══ DATA PROVIDED

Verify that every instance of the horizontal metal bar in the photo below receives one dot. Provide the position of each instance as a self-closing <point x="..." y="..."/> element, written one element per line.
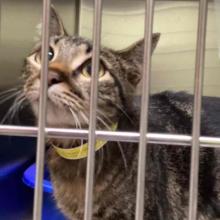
<point x="153" y="138"/>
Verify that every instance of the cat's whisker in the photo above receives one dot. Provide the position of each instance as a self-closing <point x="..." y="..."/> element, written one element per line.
<point x="123" y="155"/>
<point x="18" y="103"/>
<point x="85" y="118"/>
<point x="6" y="92"/>
<point x="124" y="112"/>
<point x="7" y="97"/>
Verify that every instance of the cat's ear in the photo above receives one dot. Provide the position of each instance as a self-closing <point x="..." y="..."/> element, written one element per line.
<point x="56" y="24"/>
<point x="136" y="50"/>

════

- _TASK DIRECTIONS_: Look for the line that contains "Verify that every instance of the cat's ear" in the listing above. Set down that line and each line after it, ending with the last one.

- _SOLUTION TO THE EXERCISE_:
Verify that every instance of the cat's ear in the photo above receives one dot. Provide the position of each instance as a self-closing <point x="..." y="..."/> element, written one element per line.
<point x="56" y="24"/>
<point x="136" y="50"/>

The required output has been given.